The problem → Convert every row below into a two-column Markdown table, with No holding the row number and Line holding the line itself. Omit blank lines.

Data lines →
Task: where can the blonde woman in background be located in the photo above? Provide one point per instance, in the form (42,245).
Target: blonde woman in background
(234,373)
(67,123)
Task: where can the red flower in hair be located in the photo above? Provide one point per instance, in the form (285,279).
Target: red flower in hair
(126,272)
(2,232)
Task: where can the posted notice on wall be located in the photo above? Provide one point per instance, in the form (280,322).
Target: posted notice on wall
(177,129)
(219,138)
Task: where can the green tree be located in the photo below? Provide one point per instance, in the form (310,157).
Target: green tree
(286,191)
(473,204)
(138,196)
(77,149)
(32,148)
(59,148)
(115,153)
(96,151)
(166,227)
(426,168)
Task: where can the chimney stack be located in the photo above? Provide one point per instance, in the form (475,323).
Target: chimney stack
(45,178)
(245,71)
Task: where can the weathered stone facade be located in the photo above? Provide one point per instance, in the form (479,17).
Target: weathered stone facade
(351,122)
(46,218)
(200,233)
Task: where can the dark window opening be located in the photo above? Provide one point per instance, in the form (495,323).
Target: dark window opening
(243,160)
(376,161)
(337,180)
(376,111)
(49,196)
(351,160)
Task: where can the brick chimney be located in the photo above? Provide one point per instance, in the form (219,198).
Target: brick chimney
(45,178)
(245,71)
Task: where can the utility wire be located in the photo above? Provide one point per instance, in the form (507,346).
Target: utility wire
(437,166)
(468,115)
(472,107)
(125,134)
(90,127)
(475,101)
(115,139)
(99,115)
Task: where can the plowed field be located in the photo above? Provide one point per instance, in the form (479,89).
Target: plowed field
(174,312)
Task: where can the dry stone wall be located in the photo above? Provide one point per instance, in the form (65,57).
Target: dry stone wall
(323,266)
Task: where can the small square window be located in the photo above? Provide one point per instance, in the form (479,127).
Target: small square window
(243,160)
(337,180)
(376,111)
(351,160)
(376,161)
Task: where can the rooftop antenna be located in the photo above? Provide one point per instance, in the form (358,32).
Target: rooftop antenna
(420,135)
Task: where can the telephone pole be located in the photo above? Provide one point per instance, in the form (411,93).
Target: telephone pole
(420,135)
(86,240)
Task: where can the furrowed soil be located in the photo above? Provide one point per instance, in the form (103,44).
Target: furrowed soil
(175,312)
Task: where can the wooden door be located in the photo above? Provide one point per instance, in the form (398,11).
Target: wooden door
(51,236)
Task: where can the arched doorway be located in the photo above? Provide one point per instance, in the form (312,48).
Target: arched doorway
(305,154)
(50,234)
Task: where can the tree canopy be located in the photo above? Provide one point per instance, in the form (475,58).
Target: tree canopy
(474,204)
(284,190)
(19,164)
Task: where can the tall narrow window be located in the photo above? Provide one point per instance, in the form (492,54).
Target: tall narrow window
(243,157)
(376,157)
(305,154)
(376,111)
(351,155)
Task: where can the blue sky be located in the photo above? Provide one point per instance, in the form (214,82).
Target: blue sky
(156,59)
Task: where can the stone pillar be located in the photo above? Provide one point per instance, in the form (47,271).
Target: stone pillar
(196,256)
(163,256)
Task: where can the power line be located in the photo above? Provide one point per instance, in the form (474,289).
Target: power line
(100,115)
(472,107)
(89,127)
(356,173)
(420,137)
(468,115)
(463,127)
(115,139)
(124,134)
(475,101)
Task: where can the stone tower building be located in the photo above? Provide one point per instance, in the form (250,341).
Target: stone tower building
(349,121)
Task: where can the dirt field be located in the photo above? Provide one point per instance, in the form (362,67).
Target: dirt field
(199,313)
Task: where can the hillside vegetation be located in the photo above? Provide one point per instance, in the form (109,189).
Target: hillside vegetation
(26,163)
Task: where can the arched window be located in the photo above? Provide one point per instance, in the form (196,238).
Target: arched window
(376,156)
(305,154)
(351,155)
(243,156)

Output of the exercise →
| No | Line |
|---|---|
| 1 | Task: where can the blonde woman in background be located in the photo above? Provide one point per instance, in the form (42,245). |
| 2 | Target: blonde woman in background |
| 3 | (234,373) |
| 4 | (67,123) |
| 5 | Task: where can the red flower in hair be located in the photo above? Provide one point per instance, in the form (285,279). |
| 6 | Target: red flower in hair |
| 7 | (126,272) |
| 8 | (2,232) |
| 9 | Task: where can the posted notice on wall be located in the photo above? Provide one point per instance, in the form (280,322). |
| 10 | Target: posted notice on wall |
| 11 | (177,129) |
| 12 | (219,138) |
| 13 | Task: where can the green tree be located in the photo below? Provide one point per instance, in the form (310,157). |
| 14 | Target: green tree |
| 15 | (286,191) |
| 16 | (473,204) |
| 17 | (138,196) |
| 18 | (77,149) |
| 19 | (32,148) |
| 20 | (59,148) |
| 21 | (115,153) |
| 22 | (96,151) |
| 23 | (166,227) |
| 24 | (426,168) |
| 25 | Task: where can the chimney stack be located in the photo above? Provide one point per instance, in the form (475,323). |
| 26 | Target: chimney stack |
| 27 | (45,178) |
| 28 | (245,71) |
| 29 | Task: where can the weathered stone facade be located in the photo above? Provide one point per instance, in the form (479,17). |
| 30 | Target: weathered stone facade |
| 31 | (351,122) |
| 32 | (46,218) |
| 33 | (200,233) |
| 34 | Task: where can the dark window opening be located in the photo above? Provide one point per instance, in the form (495,323). |
| 35 | Target: dark window opening |
| 36 | (243,160) |
| 37 | (376,161) |
| 38 | (337,180) |
| 39 | (376,111) |
| 40 | (49,196) |
| 41 | (351,160) |
| 42 | Task: where can the brick chimney be located in the photo above? Provide one point per instance, in the form (219,198). |
| 43 | Target: brick chimney |
| 44 | (45,178) |
| 45 | (245,71) |
| 46 | Task: where can the utility wire be located in the photo above? Provide one point per instance, in the form (507,346). |
| 47 | Target: utility wire |
| 48 | (437,166) |
| 49 | (468,115) |
| 50 | (472,107) |
| 51 | (125,134) |
| 52 | (90,127) |
| 53 | (475,101) |
| 54 | (115,139) |
| 55 | (99,115) |
| 56 | Task: where can the plowed field be located in the photo above? Provide one point per instance, in the form (479,89). |
| 57 | Target: plowed field |
| 58 | (174,312) |
| 59 | Task: where can the dry stone wall be located in the photo above? Provide one point per instance, in the form (65,57). |
| 60 | Target: dry stone wall |
| 61 | (323,266) |
| 62 | Task: where can the small square window be located in the photo above? Provide one point per instance, in the form (479,127). |
| 63 | Target: small square window |
| 64 | (243,160) |
| 65 | (337,180) |
| 66 | (376,111) |
| 67 | (351,160) |
| 68 | (376,161) |
| 69 | Task: where can the rooftop antenna be located in the photo above? Provide one point per instance, in the form (358,32). |
| 70 | Target: rooftop antenna |
| 71 | (420,135) |
| 72 | Task: where can the telephone pole be located in the photo above? Provide one point per instance, in the form (411,93). |
| 73 | Target: telephone pole |
| 74 | (420,135) |
| 75 | (86,240) |
| 76 | Task: where can the furrowed soil be located in the photo above? Provide one point per instance, in the form (103,44). |
| 77 | Target: furrowed soil |
| 78 | (175,312) |
| 79 | Task: where can the wooden door be located in the photo above? Provide one point per instance, in the form (398,11). |
| 80 | Target: wooden door |
| 81 | (51,236) |
| 82 | Task: where can the arched doorway be located in the photo above? Provide one point per instance, in the form (312,48). |
| 83 | Target: arched doorway |
| 84 | (305,154) |
| 85 | (50,234) |
| 86 | Task: where can the tree canopy be located in the photo above? Provide one point per instance, in the form (475,58). |
| 87 | Target: tree canopy |
| 88 | (474,204) |
| 89 | (284,190) |
| 90 | (19,164) |
| 91 | Task: where can the tall narrow window be located in the photo above? Provide one point per instance, in the form (492,54). |
| 92 | Target: tall narrow window |
| 93 | (243,157) |
| 94 | (376,157) |
| 95 | (305,154) |
| 96 | (376,111) |
| 97 | (351,155) |
| 98 | Task: where can the blue sky be located in the photo above? Provide one point per instance, in the form (214,82). |
| 99 | Target: blue sky |
| 100 | (156,59) |
| 101 | Task: where can the stone pillar be located in the photo above? Provide one point per instance, in the form (47,271). |
| 102 | Target: stone pillar |
| 103 | (196,256) |
| 104 | (163,256) |
| 105 | Task: where can the power line be located in the photo above? Provide one point per instance, in the form (474,289). |
| 106 | Target: power line |
| 107 | (100,115) |
| 108 | (472,107) |
| 109 | (89,127) |
| 110 | (356,173) |
| 111 | (420,137) |
| 112 | (468,115) |
| 113 | (463,127) |
| 114 | (115,139) |
| 115 | (124,134) |
| 116 | (475,101) |
| 117 | Task: where can the stone tower building be located in the photo above? Provide one point per instance, in the form (250,341). |
| 118 | Target: stone tower building |
| 119 | (349,121) |
| 120 | Task: where can the dirt field be located in the photo above? Provide one point per instance, in the form (362,67). |
| 121 | Target: dirt field |
| 122 | (199,313) |
| 123 | Task: where can the hillside vegetation be located in the photo above? Provide one point per instance, in the form (109,189). |
| 124 | Target: hillside vegetation |
| 125 | (26,163) |
| 126 | Task: where can the arched window be located in the photo above? Provide one point per instance, in the form (196,238). |
| 127 | Target: arched window |
| 128 | (376,156) |
| 129 | (305,154) |
| 130 | (351,155) |
| 131 | (243,156) |